**Supplied records:**
-------------------------
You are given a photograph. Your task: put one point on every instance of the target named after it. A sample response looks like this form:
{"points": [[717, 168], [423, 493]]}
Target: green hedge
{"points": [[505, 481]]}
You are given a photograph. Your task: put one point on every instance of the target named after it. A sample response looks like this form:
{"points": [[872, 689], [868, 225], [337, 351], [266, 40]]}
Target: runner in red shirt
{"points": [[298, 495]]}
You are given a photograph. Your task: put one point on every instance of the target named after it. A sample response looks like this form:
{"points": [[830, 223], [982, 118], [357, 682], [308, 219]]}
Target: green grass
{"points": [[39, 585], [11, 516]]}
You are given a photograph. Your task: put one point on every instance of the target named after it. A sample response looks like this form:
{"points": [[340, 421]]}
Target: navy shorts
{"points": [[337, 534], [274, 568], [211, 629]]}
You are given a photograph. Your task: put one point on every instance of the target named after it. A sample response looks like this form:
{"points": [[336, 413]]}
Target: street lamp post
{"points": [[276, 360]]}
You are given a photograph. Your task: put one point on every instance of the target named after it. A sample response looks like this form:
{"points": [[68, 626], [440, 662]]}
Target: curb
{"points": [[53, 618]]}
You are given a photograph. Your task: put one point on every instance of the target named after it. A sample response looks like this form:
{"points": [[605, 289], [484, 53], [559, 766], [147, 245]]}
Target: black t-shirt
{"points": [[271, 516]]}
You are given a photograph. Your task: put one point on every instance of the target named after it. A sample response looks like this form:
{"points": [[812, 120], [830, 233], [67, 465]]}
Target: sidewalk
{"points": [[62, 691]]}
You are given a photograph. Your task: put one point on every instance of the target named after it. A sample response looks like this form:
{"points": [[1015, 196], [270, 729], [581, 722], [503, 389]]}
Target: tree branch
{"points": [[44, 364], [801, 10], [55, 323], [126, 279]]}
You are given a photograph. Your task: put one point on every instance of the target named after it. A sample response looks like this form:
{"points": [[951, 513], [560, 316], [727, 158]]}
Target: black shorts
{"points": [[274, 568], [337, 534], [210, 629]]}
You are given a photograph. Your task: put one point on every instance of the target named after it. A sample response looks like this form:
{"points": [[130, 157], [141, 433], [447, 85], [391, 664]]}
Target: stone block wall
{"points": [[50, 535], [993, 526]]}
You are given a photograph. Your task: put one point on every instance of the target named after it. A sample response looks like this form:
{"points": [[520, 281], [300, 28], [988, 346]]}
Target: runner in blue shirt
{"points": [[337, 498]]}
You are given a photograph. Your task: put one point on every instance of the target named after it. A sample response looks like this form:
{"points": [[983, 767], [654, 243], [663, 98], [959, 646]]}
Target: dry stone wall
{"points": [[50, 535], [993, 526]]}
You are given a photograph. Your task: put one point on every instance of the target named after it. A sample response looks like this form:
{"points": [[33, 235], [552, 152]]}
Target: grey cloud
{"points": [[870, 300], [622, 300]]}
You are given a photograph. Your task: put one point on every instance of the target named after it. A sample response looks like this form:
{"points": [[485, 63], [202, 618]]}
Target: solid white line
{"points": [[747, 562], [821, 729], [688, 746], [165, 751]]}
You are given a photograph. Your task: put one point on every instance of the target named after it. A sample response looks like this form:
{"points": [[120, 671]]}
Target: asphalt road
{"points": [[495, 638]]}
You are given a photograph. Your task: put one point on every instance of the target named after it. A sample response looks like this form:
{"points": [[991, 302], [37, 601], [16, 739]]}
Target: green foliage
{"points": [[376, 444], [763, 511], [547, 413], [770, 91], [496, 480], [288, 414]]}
-------------------------
**Stated exercise:** Write the listing out again, exactly as shown above.

**Answer to this problem:**
You are given a photograph. Your task: put one point on every instance of the target named after it. A sample response looks like this form:
{"points": [[717, 168], [423, 493]]}
Target: green hedge
{"points": [[505, 481]]}
You are given a photograph. Your task: put one point on every instance of the target named after it. A sample response looks like this form:
{"points": [[872, 689], [868, 225], [337, 351], [266, 40]]}
Target: runner in red shirt
{"points": [[298, 495]]}
You are given a photograph. Your task: put one point on every instance of the target named after it. A sample response looks like this form:
{"points": [[830, 223], [982, 118], [357, 682], [308, 219]]}
Target: green grass
{"points": [[39, 585], [11, 516]]}
You are given a photograph. Your task: put one point on every instance of the target named after it. A sample response looks like this form:
{"points": [[340, 421]]}
Target: navy shorts
{"points": [[337, 534], [274, 568], [211, 629]]}
You are given a photograph. Your task: put one point on every instance of the target named after it. A sample response looks like this form:
{"points": [[336, 413]]}
Target: street lamp post
{"points": [[276, 360]]}
You are given a photograph. Your task: put one point on every instance of the target named after it. A sample response looks like this form:
{"points": [[68, 626], [440, 662]]}
Target: curb
{"points": [[53, 618]]}
You are given a photograph. Your task: put one point on every instance of the target named after it. A sample response looks like this form:
{"points": [[605, 289], [484, 53], [559, 766], [147, 245]]}
Target: black t-shirt
{"points": [[271, 516]]}
You are given a photograph. Your task: put one point on every instance of the target named after it. A sample response looks like this form:
{"points": [[812, 120], [830, 233], [67, 465]]}
Target: sidewalk
{"points": [[62, 691]]}
You are given a photograph. Your task: put one point on every instance of the target named after it. A sample response looks like this form:
{"points": [[1015, 196], [270, 729], [581, 722], [503, 389]]}
Target: tree branch
{"points": [[44, 364], [801, 10], [55, 323], [126, 279]]}
You are given a photograph. Your task: put one point on every instance of the target named after it. A sample response looks like this form:
{"points": [[951, 513], [560, 316], [727, 158]]}
Target: black shorts
{"points": [[274, 568], [337, 534], [210, 629]]}
You are given a photograph. Your task: put one point on every instance of the target named after it. A sample response looks like this form:
{"points": [[130, 157], [141, 433], [447, 85], [391, 664]]}
Target: stone block wall
{"points": [[50, 535], [993, 526]]}
You are given a photograph. Your task: put one point on every instance of the target named after it. A sample response looks like this form:
{"points": [[520, 281], [300, 28], [988, 346]]}
Target: runner in blue shirt
{"points": [[337, 498]]}
You are given a photograph. Your task: put one point on every instance of the target named after it. A sample response looks like this form:
{"points": [[983, 767], [654, 243], [663, 98], [959, 646]]}
Target: dry stone wall
{"points": [[50, 535], [993, 526]]}
You are given a photograph. Your task: put one point on every instance of the target named after it. A sample response looks like this form:
{"points": [[33, 235], [552, 152]]}
Target: grey cloud
{"points": [[870, 300], [622, 300]]}
You are given a photograph. Your task: put one point on every instance of the target named after it. A sample response looks like this form:
{"points": [[485, 63], [202, 618]]}
Target: solid white line
{"points": [[747, 562], [821, 729], [688, 746], [165, 751]]}
You are given a photograph. Your task: put one point on every instance of the target named after it. A sample response looks like this form:
{"points": [[120, 671]]}
Target: asphalt road
{"points": [[495, 638]]}
You are given a photograph. Your task: put one point on every instance of the target named after it. A sample response looks like this form:
{"points": [[991, 302], [37, 601], [16, 739]]}
Target: green foliage
{"points": [[376, 444], [763, 511], [547, 413], [770, 91], [496, 480], [288, 414]]}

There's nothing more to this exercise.